*Task requirements*: Check each line of the listing for the string "find". Copy those where it appears.

*The input*:

------------------------

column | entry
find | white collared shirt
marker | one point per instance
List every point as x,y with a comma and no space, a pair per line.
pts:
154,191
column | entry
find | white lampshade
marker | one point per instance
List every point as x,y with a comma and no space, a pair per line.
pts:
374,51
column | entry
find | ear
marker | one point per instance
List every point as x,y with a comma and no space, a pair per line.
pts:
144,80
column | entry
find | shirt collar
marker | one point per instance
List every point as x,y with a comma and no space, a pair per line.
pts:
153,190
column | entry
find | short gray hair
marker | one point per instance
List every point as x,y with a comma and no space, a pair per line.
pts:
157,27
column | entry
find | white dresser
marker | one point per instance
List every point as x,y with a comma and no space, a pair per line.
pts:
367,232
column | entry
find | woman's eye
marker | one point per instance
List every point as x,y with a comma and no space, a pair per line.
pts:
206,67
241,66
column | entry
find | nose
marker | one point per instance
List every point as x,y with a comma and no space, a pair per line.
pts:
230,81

------------------------

*Answer below*:
find | white collared shirt
find | white lampshade
find | ear
find | shirt collar
find | short gray hair
find | white dresser
find | woman's eye
find | nose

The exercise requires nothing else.